Pull out every line of the data below that contains the string "lion", treating uppercase and lowercase as different.

>> Start Records shown

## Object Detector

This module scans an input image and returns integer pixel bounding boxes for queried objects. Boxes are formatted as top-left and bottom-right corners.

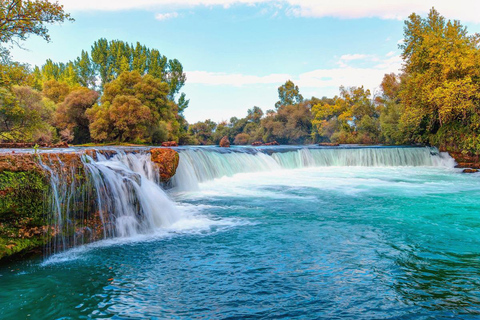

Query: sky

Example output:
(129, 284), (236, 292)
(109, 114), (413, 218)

(6, 0), (480, 123)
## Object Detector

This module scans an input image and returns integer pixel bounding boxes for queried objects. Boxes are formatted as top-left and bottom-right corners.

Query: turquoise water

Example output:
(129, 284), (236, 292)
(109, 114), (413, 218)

(0, 149), (480, 319)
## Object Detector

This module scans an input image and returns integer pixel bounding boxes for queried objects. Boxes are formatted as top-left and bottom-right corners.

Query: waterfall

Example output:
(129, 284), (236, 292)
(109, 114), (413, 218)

(172, 147), (455, 190)
(39, 150), (181, 255)
(31, 147), (454, 255)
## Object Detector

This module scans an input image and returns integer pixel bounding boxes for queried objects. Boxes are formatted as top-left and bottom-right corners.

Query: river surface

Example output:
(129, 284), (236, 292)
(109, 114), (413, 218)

(0, 146), (480, 319)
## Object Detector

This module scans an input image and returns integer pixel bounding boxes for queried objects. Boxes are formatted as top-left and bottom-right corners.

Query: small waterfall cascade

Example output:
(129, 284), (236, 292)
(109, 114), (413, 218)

(39, 150), (180, 255)
(172, 147), (455, 190)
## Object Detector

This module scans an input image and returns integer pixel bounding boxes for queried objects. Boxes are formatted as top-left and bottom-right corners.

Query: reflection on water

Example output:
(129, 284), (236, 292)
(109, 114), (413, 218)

(0, 167), (480, 319)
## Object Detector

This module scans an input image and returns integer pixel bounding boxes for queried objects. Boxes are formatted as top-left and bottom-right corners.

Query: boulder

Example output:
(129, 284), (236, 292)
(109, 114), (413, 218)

(318, 142), (340, 147)
(150, 148), (180, 182)
(162, 141), (178, 147)
(220, 136), (230, 148)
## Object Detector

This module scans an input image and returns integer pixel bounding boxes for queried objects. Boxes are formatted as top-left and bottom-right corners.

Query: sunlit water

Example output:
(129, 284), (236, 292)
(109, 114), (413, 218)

(0, 149), (480, 319)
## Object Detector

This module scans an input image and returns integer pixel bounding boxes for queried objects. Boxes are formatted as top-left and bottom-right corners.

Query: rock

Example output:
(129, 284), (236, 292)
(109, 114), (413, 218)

(220, 136), (230, 148)
(162, 141), (178, 147)
(150, 148), (180, 182)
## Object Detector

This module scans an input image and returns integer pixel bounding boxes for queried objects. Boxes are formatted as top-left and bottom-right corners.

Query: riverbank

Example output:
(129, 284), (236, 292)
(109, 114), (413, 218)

(0, 148), (179, 259)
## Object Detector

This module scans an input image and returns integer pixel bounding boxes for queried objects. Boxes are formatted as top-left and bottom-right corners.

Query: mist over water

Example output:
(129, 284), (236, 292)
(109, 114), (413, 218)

(0, 148), (480, 319)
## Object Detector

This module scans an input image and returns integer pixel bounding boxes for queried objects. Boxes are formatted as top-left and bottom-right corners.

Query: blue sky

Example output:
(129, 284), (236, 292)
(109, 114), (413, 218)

(12, 0), (480, 123)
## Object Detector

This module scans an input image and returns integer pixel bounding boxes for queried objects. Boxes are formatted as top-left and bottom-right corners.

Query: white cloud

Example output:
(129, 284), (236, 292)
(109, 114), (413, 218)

(187, 71), (289, 87)
(59, 0), (480, 23)
(340, 53), (371, 61)
(187, 52), (402, 92)
(155, 12), (178, 21)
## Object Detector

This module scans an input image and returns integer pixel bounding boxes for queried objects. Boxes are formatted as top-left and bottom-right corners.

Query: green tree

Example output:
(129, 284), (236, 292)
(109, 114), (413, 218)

(0, 86), (55, 142)
(55, 88), (99, 144)
(275, 80), (303, 109)
(87, 71), (180, 142)
(400, 9), (480, 152)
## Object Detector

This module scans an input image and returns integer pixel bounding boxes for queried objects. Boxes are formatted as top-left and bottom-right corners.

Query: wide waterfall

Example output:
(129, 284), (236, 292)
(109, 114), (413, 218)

(172, 147), (455, 190)
(19, 147), (454, 255)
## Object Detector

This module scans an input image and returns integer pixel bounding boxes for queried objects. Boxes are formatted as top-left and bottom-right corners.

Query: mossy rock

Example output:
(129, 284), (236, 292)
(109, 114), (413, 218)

(0, 170), (49, 259)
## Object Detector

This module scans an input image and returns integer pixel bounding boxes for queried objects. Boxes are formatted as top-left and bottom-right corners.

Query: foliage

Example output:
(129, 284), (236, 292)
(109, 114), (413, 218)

(87, 71), (179, 142)
(0, 87), (55, 142)
(54, 87), (99, 144)
(400, 9), (480, 153)
(275, 80), (303, 109)
(312, 87), (380, 144)
(233, 133), (251, 145)
(0, 0), (73, 43)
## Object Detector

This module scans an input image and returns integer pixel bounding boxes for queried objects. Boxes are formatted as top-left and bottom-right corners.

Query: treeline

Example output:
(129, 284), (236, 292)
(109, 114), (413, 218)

(0, 7), (480, 155)
(189, 9), (480, 154)
(0, 39), (188, 144)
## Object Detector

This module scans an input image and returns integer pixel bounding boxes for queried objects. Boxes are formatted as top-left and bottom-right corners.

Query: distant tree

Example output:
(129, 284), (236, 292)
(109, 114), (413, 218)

(188, 119), (217, 145)
(247, 107), (263, 123)
(312, 87), (381, 144)
(87, 71), (175, 142)
(233, 133), (251, 146)
(275, 80), (303, 109)
(399, 9), (480, 154)
(75, 50), (95, 89)
(0, 0), (73, 43)
(55, 88), (98, 144)
(43, 80), (71, 103)
(0, 48), (34, 87)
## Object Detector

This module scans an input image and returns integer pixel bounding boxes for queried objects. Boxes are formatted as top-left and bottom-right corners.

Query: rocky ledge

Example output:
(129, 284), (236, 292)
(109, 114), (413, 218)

(0, 148), (179, 260)
(449, 152), (480, 173)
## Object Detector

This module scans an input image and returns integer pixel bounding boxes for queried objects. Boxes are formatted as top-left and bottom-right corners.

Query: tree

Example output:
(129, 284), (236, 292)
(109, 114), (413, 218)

(275, 80), (303, 109)
(247, 107), (263, 123)
(55, 88), (98, 144)
(0, 0), (73, 43)
(43, 80), (71, 103)
(87, 71), (180, 142)
(400, 9), (480, 153)
(0, 87), (55, 142)
(188, 119), (217, 145)
(75, 50), (95, 89)
(312, 87), (380, 144)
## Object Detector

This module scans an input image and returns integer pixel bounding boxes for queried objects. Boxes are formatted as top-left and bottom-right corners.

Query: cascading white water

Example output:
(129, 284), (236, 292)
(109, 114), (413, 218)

(172, 147), (455, 190)
(84, 152), (180, 237)
(38, 150), (183, 255)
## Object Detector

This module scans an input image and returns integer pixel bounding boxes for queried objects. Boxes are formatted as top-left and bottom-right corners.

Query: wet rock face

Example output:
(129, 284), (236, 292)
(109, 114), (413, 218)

(150, 148), (180, 182)
(162, 141), (178, 147)
(220, 136), (230, 148)
(450, 150), (480, 169)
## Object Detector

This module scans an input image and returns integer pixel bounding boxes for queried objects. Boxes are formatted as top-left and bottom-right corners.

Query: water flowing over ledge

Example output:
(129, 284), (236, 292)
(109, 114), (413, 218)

(0, 146), (455, 258)
(172, 146), (455, 190)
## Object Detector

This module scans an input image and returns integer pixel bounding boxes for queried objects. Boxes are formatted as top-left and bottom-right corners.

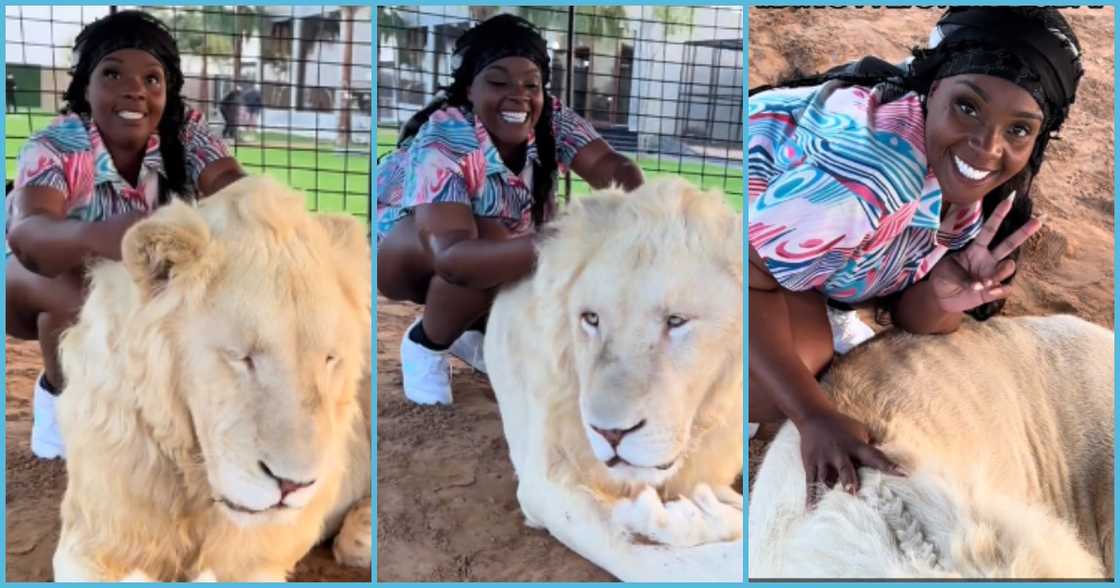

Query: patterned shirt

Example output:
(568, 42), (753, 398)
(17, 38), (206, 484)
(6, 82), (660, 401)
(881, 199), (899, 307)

(377, 99), (599, 241)
(748, 82), (982, 302)
(9, 109), (232, 222)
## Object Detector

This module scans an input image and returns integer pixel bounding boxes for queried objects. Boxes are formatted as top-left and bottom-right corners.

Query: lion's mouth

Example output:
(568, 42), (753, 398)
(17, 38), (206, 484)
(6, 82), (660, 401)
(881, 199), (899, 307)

(214, 496), (288, 514)
(607, 455), (676, 469)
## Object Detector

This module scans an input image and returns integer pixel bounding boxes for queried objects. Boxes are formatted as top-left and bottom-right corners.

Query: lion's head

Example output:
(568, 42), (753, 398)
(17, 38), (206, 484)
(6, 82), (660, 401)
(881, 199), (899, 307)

(538, 179), (743, 485)
(105, 177), (371, 524)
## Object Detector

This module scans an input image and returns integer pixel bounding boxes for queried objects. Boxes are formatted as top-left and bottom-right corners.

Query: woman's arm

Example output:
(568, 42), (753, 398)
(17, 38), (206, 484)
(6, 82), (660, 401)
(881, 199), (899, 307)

(571, 139), (645, 190)
(890, 278), (964, 335)
(413, 203), (536, 289)
(8, 186), (146, 278)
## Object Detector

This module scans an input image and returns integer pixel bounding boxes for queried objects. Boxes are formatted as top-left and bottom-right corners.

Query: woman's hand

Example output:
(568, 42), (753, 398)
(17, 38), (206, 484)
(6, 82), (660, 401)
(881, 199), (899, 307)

(87, 211), (151, 261)
(796, 410), (905, 508)
(930, 193), (1043, 312)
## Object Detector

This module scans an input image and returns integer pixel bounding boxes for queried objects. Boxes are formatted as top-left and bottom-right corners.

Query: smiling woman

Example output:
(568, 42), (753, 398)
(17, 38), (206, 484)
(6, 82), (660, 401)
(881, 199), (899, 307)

(6, 10), (244, 458)
(377, 15), (643, 404)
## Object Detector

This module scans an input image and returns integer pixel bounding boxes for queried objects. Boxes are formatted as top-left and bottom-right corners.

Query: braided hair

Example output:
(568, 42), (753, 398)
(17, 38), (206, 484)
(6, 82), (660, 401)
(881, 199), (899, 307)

(396, 15), (559, 226)
(749, 7), (1084, 320)
(62, 10), (187, 199)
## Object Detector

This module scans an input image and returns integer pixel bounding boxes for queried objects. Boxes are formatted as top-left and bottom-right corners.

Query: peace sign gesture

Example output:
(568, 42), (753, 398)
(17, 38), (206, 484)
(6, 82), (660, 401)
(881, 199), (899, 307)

(930, 192), (1043, 312)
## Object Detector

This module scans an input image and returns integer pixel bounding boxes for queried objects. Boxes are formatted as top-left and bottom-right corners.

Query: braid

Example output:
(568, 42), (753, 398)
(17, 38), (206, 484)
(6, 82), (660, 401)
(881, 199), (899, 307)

(532, 94), (557, 226)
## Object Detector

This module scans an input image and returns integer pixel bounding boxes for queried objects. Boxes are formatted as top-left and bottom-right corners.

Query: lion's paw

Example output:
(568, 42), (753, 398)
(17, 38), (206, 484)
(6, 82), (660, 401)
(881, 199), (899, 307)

(612, 484), (743, 547)
(334, 502), (373, 568)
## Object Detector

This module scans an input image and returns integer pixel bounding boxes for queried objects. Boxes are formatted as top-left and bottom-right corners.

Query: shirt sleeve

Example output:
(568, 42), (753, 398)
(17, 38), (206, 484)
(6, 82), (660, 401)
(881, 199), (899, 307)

(747, 165), (881, 291)
(179, 105), (233, 186)
(400, 142), (472, 208)
(552, 99), (600, 167)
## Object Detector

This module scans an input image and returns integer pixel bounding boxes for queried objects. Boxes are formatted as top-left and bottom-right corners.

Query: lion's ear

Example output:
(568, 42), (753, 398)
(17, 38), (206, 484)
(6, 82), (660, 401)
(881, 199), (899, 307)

(121, 200), (211, 296)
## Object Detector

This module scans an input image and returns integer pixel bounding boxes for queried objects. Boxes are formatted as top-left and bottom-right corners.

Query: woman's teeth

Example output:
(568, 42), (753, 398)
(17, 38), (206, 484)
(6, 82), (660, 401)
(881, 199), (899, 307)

(953, 156), (991, 181)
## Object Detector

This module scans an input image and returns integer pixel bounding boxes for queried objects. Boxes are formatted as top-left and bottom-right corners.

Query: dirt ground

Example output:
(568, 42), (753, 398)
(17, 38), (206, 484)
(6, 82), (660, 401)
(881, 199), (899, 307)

(4, 337), (371, 582)
(749, 7), (1114, 481)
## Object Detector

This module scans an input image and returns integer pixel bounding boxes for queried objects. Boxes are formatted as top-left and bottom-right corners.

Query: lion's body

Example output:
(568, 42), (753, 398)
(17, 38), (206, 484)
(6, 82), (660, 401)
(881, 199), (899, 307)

(749, 316), (1113, 578)
(485, 183), (743, 580)
(55, 178), (370, 581)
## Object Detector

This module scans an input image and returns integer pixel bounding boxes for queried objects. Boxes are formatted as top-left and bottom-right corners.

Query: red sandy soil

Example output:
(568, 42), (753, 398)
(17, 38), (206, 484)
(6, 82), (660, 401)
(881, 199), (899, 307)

(4, 337), (371, 582)
(749, 7), (1114, 481)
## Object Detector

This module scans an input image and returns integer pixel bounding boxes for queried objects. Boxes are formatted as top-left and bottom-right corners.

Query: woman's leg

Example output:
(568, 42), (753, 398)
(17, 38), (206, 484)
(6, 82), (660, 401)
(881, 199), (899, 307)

(747, 290), (833, 422)
(6, 255), (85, 391)
(377, 212), (513, 404)
(377, 216), (513, 346)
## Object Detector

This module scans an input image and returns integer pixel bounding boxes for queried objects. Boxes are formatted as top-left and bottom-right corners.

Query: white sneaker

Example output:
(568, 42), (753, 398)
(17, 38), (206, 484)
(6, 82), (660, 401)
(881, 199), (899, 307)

(401, 318), (451, 404)
(828, 307), (875, 355)
(31, 374), (66, 459)
(448, 330), (486, 374)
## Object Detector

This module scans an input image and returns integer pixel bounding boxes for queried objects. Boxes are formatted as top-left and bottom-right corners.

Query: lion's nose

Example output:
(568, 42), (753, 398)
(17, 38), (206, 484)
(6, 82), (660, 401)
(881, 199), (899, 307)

(258, 461), (315, 501)
(591, 419), (645, 449)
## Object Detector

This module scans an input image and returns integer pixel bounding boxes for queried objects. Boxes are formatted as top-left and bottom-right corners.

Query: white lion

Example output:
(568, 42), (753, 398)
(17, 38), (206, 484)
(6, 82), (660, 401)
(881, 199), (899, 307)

(54, 177), (372, 581)
(748, 316), (1113, 579)
(485, 179), (744, 581)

>> End Records shown

# Solution for this exercise
Query: lion's mouth
Query: lion's head
Query: lion's paw
Query: lion's ear
Query: lion's body
Query: lion's nose
Query: white lion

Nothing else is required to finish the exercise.